ASSIGNMENT: Rewrite the material below with every "positive clicks" replaced by "foreground clicks", leaving everything else the same.

INFORMATION SHOWN:

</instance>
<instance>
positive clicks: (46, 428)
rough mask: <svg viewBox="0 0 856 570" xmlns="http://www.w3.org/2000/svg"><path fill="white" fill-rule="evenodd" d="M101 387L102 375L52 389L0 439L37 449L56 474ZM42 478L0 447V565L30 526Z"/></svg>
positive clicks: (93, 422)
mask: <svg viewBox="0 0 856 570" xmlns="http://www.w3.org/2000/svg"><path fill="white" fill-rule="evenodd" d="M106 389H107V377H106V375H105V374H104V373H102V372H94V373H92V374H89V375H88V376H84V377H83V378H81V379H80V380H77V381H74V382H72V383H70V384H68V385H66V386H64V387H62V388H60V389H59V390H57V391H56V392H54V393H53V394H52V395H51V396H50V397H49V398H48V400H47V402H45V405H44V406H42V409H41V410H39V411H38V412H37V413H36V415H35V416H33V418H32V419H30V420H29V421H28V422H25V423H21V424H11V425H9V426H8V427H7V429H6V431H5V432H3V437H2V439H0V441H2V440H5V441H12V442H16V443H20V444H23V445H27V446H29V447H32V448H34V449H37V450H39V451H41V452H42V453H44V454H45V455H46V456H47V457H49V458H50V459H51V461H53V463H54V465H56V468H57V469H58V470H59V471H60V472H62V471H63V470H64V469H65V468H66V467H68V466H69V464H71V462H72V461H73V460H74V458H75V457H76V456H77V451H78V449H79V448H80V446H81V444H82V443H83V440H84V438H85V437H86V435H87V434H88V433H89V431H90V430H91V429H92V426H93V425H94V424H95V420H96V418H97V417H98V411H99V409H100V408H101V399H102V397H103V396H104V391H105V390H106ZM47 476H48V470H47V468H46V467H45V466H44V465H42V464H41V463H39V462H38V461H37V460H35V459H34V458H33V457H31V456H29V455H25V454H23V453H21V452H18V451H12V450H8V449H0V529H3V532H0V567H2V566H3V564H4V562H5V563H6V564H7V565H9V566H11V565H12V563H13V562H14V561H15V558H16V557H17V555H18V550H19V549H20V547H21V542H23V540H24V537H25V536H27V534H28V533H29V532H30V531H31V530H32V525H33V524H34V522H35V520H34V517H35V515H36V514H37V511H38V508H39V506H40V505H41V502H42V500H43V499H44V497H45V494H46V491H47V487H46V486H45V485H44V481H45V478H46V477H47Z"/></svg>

TASK RESPONSE:
</instance>
<instance>
foreground clicks: (46, 428)
rough mask: <svg viewBox="0 0 856 570" xmlns="http://www.w3.org/2000/svg"><path fill="white" fill-rule="evenodd" d="M101 387L102 375L52 389L0 439L37 449L56 474ZM42 478L0 447V565L30 526Z"/></svg>
foreground clicks: (93, 422)
mask: <svg viewBox="0 0 856 570" xmlns="http://www.w3.org/2000/svg"><path fill="white" fill-rule="evenodd" d="M106 389H107V377H106V375H105V374H104V373H102V372H94V373H92V374H89V375H88V376H84V377H83V378H81V379H80V380H77V381H74V382H72V383H70V384H68V385H66V386H64V387H62V388H60V389H59V390H57V391H56V392H54V393H53V394H52V395H51V396H50V397H49V398H48V400H47V402H45V405H44V406H42V409H41V410H39V411H38V412H37V413H36V415H35V416H33V418H32V419H30V420H29V421H28V422H25V423H21V424H11V425H9V426H8V427H7V429H6V431H5V432H3V437H2V439H0V441H2V440H5V441H12V442H16V443H20V444H23V445H27V446H29V447H32V448H34V449H37V450H39V451H41V452H42V453H44V454H45V455H46V456H47V457H49V458H50V459H51V461H53V463H54V465H56V468H57V469H58V470H59V471H60V472H62V471H63V470H64V469H65V468H66V467H68V466H69V464H71V462H72V461H73V460H74V458H75V457H76V456H77V451H78V449H79V448H80V446H81V444H82V443H83V440H84V438H85V437H86V435H87V434H88V433H89V431H90V430H91V429H92V426H93V425H94V424H95V420H96V418H97V417H98V411H99V409H100V408H101V399H102V397H103V396H104V391H105V390H106ZM47 476H48V470H47V468H46V467H45V466H44V465H42V464H41V463H39V462H38V461H37V460H35V459H34V458H33V457H31V456H29V455H25V454H23V453H21V452H18V451H12V450H8V449H0V529H3V532H0V567H2V566H3V564H4V562H5V563H6V564H7V565H9V566H11V565H12V563H13V562H14V561H15V558H16V557H17V555H18V550H19V549H20V547H21V542H23V540H24V537H25V536H27V534H28V533H29V532H30V531H31V530H32V525H33V524H34V522H35V520H34V517H35V515H36V514H37V511H38V508H39V506H40V505H41V502H42V500H43V499H44V497H45V494H46V491H47V487H46V486H45V485H44V481H45V478H46V477H47Z"/></svg>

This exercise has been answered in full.